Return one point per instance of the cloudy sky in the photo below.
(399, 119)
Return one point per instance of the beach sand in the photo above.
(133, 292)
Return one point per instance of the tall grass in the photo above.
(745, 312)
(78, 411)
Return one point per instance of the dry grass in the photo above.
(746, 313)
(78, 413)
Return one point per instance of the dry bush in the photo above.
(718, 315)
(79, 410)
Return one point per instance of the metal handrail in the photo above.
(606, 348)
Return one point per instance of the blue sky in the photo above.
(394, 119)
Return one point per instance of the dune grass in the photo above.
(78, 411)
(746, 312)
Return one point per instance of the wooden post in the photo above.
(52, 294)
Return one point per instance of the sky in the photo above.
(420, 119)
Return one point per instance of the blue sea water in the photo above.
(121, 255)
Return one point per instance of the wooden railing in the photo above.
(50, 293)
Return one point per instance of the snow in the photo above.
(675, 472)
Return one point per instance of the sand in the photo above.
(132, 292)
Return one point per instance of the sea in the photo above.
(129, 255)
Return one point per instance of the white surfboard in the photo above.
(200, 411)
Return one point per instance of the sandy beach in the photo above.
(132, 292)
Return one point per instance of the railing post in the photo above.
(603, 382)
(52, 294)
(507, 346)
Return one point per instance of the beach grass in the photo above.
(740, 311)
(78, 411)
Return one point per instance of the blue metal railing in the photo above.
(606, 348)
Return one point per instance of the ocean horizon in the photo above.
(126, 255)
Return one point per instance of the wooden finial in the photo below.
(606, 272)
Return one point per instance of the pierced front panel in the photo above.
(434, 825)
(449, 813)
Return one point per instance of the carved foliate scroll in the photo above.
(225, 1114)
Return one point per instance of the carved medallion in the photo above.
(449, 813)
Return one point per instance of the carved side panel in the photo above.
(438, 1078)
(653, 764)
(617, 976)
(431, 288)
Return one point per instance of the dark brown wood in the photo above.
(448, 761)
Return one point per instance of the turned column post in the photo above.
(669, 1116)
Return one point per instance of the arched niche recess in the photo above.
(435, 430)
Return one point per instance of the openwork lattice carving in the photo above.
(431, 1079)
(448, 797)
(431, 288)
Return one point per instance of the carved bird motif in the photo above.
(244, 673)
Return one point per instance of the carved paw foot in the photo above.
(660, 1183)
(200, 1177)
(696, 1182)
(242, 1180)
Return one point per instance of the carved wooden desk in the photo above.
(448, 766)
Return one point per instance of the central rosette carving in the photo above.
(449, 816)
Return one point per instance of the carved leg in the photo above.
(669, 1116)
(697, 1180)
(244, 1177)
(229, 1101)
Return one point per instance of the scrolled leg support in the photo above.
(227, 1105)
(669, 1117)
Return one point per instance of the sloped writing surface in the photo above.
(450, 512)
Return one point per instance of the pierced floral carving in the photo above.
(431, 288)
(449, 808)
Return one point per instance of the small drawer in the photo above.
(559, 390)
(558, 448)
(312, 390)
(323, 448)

▸ **Instructions for the task**
Return the whole listing as it stands. Nothing may be altered.

▸ **Solution**
Return one point per instance of the cloudy sky in the photo below.
(399, 119)
Return one point per instance of the beach sand in the photo above.
(133, 292)
Return one point per instance of the tall grass in the photo above.
(745, 312)
(78, 411)
Return one point per instance of the dry grass in the photo above.
(746, 313)
(78, 413)
Return one point per instance of the dry bush in the photo above.
(718, 315)
(79, 410)
Return one point per instance of the metal handrail in the photo above.
(606, 348)
Return one point per instance of the blue sky in the photo above.
(394, 119)
Return one point per instance of the dune grass in the photo above.
(78, 411)
(746, 312)
Return one point per instance of the wooden post in the photo above.
(52, 294)
Return one point per instance of the sky in the photo above.
(420, 119)
Return one point per instance of the blue sea water in the photo above.
(121, 255)
Return one point per instance of the wooden railing in the photo above.
(50, 293)
Return one point per instance of the snow in the photo above.
(675, 472)
Return one point per instance of the sand in the photo above.
(132, 292)
Return one point per instance of the sea in the photo above.
(129, 255)
Return one point per instance of the white surfboard in the photo above.
(200, 411)
Return one point per instance of the sandy beach in the photo above.
(132, 292)
Return one point per instance of the railing post in the photo above.
(603, 382)
(52, 294)
(507, 346)
Return one point per instance of the beach grass in the photo above.
(740, 311)
(78, 411)
Return one point per instance of the blue metal railing in the photo above.
(606, 348)
Return one point per instance of the ocean horizon in the photo above.
(126, 255)
Return one point per instance of the wooden finial in the photo below.
(606, 272)
Return one point per instance of the pierced front panel in the photo above.
(434, 825)
(449, 813)
Return one point per instance of the carved foliate scroll in the photo above.
(225, 1114)
Return one point per instance of the carved medallion in the photo above.
(449, 813)
Return one point per instance of the carved side panel in the photo above.
(438, 1078)
(653, 764)
(617, 976)
(431, 288)
Return one point per instance of the dark brown wood in the photo above.
(448, 761)
Return one point per instance of the turned column post in the photo above.
(669, 1116)
Return one point per instance of the arched niche recess in the photo above.
(435, 430)
Return one point per instance of the openwork lattice carving in the photo above.
(431, 1079)
(448, 797)
(431, 288)
Return one point per instance of the carved bird motif in the photo above.
(244, 673)
Return one point per instance of the carved paw foot in the photo above.
(660, 1183)
(200, 1177)
(696, 1182)
(242, 1180)
Return one point per instance of the carved wooden desk in the photo above.
(448, 766)
Return one point per instance of the central rosette carving in the photo above.
(449, 816)
Return one point per instance of the carved leg in the photo above.
(669, 1116)
(697, 1180)
(244, 1177)
(229, 1101)
Return one point per instance of the scrolled leg support in the photo above.
(227, 1105)
(669, 1117)
Return one point per instance of the sloped writing surface in the photo above.
(450, 512)
Return one point per instance of the pierced floral carving in the photo above.
(431, 288)
(449, 808)
Return one point per instance of the small drawer in the photo above.
(559, 390)
(558, 448)
(312, 390)
(323, 448)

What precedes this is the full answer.